• [What is required]: Update the listing below so that every "Target" becomes "Object", and reproduce all of its lines with nothing else changed.

Dataset listing:
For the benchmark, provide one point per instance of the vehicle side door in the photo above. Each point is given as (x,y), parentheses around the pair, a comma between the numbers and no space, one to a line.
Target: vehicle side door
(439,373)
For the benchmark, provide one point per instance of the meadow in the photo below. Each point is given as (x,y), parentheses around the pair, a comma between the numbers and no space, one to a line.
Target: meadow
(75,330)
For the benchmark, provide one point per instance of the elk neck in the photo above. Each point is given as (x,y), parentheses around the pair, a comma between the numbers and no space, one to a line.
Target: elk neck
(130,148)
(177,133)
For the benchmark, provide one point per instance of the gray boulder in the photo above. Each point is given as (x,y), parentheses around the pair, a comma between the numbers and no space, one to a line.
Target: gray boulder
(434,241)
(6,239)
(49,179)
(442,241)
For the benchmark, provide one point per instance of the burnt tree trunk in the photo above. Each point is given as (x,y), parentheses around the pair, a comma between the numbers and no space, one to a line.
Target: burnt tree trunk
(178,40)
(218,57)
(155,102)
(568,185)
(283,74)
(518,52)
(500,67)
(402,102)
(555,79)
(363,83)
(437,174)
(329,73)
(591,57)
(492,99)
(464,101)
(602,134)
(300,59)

• [Answer below]:
For the benchmark, provide one point per instance of the vehicle side door in the photo above. Each point is given as (x,y), parentheses around the pair, a comma between the numbers and no space, one to a line.
Object: vehicle side door
(439,373)
For the benchmark, provide one point per instance of the meadow in the photo below. Each point is given as (x,y), parentheses around the pair, a comma between the numbers and no space, one to a line.
Object: meadow
(75,330)
For the benchmark, provide one point per instance of the elk neck in the photo above. Each point is given as (x,y), parentheses around the pair, a comma between the numbers and no space, one to a line.
Object: elk neck
(130,148)
(177,133)
For the benchmark, provide one point per instance of the gray boulder in the photo above. Each point is given as (x,y), parentheses around the pair, a comma between the numbers and no space, one to a line.
Object: gray boulder
(434,241)
(6,239)
(49,179)
(442,241)
For the benchmark, provide one point per instance of the burnt tree trunk in the photo above. Each point is given as (x,y), parentheses around the pair, a comma between the numbers and no space, one to a line.
Object: burnt tree trunk
(178,40)
(218,57)
(155,102)
(568,185)
(283,74)
(518,52)
(500,67)
(402,102)
(555,79)
(363,83)
(437,174)
(329,73)
(591,57)
(492,99)
(464,101)
(602,134)
(300,59)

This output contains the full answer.